> _SELECTED TEXT_:
Riding the crypto surge: Twitter’s NFT profiles and what’s next


Willem Lent

Following the introduction of Twitter’s hexagonal NFT profile picture option, every user encountered this banner upon visiting their own profile.

Willem Lent, Section Editor

Following the explosion of NFTs on Twitter late last year, the site has made the decision to introduce NFT-based profile options to their platform. Twitter has decided to integrate a crypto-wallet into the platform in addition to crypto-related ads and hexagonal profile pictures for NFT owners. The changes went live on January 20 and so far the rampant discussion has not died down. 

For the uninitiated, NFT stands for Non-Fungible Token and they are designed to be one of a kind digital assets purchased for cryptocurrency. All NFT transactions are logged on the blockchain, a digital ledger meant to legitimize said transactions.They are in essence collectors items that only exist in digital space—if you were to buy one you’d essentially just have a receipt rather than both that and a product. 

While some argue that NFTs open a new avenue for artwork and its consumption, others argue against their consumption for environmental and moral reasons such as art theft and the consumption of electricity for crypto mining.

As the forefront of social media platforms integrating NFT and crypto into their systems, Twitter has become engulfed in dialog about the direct integration of crypto into the platform. The preexisting back and forth attacks from both sides of the issue have only intensified, especially with celebrities like Paris Hilton, Jimmy Fallon, Logan Paul, and even Serena Williams purchasing NFTs and making posts about them. In addition to amplifying backlash, these purchases also make NFTs more mainstream—and also more expensive. 

The proliferation of NFTs on Twitter has mirrored the surge of other internet-based marketing plans. Last October, Mark Zuckerberg announced his plans to rebrand Facebook into Meta with the goal of introducing “people to shared virtual worlds and experiences across different software and hardware platforms,” (Frenkel 4). Since then, the company has been gearing up to fully delve into virtual experiences, from meetings to parties. 

YouTube CEO Susan Wojcicki has also stated that the company could delve into NFTs in the near future following Twitter’s integration. Even Walmart has made early steps towards creating virtual shopping options to completely avoid going to the store in person for a more seamless experience. 

At just the start of the year, the spread of virtual assets and metaverse technology has already grown immensely from the end of last year, and is likely only to continue to grow in influence as the Covid pandemic continues. Critics of the systems will likely only maintain their positions as more and more companies continue to try and integrate a potential new source of income into their platforms and experiences.

> _DATA UNDER STUDY_:
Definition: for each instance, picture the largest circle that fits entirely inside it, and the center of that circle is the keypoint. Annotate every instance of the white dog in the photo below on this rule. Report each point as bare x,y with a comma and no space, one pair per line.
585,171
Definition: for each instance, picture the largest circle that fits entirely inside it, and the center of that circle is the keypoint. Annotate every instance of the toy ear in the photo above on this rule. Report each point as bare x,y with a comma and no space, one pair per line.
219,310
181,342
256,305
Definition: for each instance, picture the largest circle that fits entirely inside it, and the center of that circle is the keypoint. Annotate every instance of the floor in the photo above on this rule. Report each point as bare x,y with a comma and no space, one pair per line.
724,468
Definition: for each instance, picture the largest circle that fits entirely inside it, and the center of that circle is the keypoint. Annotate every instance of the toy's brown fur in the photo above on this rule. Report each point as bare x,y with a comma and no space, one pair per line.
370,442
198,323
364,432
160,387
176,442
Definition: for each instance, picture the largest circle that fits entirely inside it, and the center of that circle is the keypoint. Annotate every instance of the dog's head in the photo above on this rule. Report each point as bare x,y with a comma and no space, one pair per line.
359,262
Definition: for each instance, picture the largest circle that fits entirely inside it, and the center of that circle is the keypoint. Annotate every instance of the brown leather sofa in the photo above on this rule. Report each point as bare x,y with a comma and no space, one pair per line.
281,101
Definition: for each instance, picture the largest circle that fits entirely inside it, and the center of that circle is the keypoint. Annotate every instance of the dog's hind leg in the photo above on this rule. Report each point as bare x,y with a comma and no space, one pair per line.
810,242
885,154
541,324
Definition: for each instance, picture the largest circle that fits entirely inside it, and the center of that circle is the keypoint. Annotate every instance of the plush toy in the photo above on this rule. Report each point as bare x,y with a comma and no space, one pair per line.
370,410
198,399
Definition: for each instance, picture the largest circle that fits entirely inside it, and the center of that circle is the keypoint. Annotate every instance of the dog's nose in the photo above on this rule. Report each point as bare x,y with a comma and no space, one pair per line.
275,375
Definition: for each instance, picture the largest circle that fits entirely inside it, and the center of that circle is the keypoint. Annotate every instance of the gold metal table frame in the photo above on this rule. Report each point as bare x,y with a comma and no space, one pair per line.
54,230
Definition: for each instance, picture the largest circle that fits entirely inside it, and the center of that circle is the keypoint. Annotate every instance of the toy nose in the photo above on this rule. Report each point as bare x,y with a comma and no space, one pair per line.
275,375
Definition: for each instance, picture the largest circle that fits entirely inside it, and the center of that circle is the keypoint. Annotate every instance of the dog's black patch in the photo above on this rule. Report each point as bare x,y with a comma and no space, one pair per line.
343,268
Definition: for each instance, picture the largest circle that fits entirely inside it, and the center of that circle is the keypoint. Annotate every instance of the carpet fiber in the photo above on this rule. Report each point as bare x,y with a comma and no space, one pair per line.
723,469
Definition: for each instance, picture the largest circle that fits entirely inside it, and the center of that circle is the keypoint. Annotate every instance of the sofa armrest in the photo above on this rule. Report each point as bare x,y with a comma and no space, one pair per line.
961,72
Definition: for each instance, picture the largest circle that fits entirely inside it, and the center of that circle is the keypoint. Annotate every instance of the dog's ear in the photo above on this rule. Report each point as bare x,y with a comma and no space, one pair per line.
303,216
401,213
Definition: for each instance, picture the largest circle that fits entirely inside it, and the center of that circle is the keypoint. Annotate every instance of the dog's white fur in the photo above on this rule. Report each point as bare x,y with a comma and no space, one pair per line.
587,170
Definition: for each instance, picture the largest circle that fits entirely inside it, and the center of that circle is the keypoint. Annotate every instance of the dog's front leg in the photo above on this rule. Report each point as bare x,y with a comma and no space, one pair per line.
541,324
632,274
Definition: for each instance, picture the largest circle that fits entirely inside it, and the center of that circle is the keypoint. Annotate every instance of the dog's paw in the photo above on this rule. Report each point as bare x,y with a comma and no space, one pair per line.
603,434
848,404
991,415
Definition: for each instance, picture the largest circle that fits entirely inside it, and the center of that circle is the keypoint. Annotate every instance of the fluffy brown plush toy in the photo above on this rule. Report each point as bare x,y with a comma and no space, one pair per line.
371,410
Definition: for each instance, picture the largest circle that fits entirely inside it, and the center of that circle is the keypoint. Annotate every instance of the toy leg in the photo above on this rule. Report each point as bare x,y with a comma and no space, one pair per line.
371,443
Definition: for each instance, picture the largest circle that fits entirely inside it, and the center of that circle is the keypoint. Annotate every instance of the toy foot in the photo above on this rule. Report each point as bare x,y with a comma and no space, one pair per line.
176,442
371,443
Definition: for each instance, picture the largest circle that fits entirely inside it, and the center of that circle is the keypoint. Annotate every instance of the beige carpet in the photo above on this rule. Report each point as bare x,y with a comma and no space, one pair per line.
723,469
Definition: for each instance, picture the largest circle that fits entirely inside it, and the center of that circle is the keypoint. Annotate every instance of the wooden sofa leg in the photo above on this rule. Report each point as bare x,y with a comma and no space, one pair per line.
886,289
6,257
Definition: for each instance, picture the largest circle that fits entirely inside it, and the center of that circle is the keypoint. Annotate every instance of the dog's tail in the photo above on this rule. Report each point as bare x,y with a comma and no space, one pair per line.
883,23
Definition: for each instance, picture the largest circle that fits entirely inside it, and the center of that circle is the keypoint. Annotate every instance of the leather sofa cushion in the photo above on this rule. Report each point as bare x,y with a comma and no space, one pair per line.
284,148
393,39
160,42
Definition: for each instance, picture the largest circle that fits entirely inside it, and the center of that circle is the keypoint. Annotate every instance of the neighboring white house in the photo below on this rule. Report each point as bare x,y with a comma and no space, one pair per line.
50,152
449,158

> _WORK TO BE COMPLETED_:
Reproduce the article on Twitter's NFT profile pictures word for word, from start to finish. These rows come from a different source than the article.

> _OUTPUT FOR THIS TASK_:
Riding the crypto surge: Twitter’s NFT profiles and what’s next


Willem Lent

Following the introduction of Twitter’s hexagonal NFT profile picture option, every user encountered this banner upon visiting their own profile.

Willem Lent, Section Editor

Following the explosion of NFTs on Twitter late last year, the site has made the decision to introduce NFT-based profile options to their platform. Twitter has decided to integrate a crypto-wallet into the platform in addition to crypto-related ads and hexagonal profile pictures for NFT owners. The changes went live on January 20 and so far the rampant discussion has not died down. 

For the uninitiated, NFT stands for Non-Fungible Token and they are designed to be one of a kind digital assets purchased for cryptocurrency. All NFT transactions are logged on the blockchain, a digital ledger meant to legitimize said transactions.They are in essence collectors items that only exist in digital space—if you were to buy one you’d essentially just have a receipt rather than both that and a product. 

While some argue that NFTs open a new avenue for artwork and its consumption, others argue against their consumption for environmental and moral reasons such as art theft and the consumption of electricity for crypto mining.

As the forefront of social media platforms integrating NFT and crypto into their systems, Twitter has become engulfed in dialog about the direct integration of crypto into the platform. The preexisting back and forth attacks from both sides of the issue have only intensified, especially with celebrities like Paris Hilton, Jimmy Fallon, Logan Paul, and even Serena Williams purchasing NFTs and making posts about them. In addition to amplifying backlash, these purchases also make NFTs more mainstream—and also more expensive. 

The proliferation of NFTs on Twitter has mirrored the surge of other internet-based marketing plans. Last October, Mark Zuckerberg announced his plans to rebrand Facebook into Meta with the goal of introducing “people to shared virtual worlds and experiences across different software and hardware platforms,” (Frenkel 4). Since then, the company has been gearing up to fully delve into virtual experiences, from meetings to parties. 

YouTube CEO Susan Wojcicki has also stated that the company could delve into NFTs in the near future following Twitter’s integration. Even Walmart has made early steps towards creating virtual shopping options to completely avoid going to the store in person for a more seamless experience. 

At just the start of the year, the spread of virtual assets and metaverse technology has already grown immensely from the end of last year, and is likely only to continue to grow in influence as the Covid pandemic continues. Critics of the systems will likely only maintain their positions as more and more companies continue to try and integrate a potential new source of income into their platforms and experiences.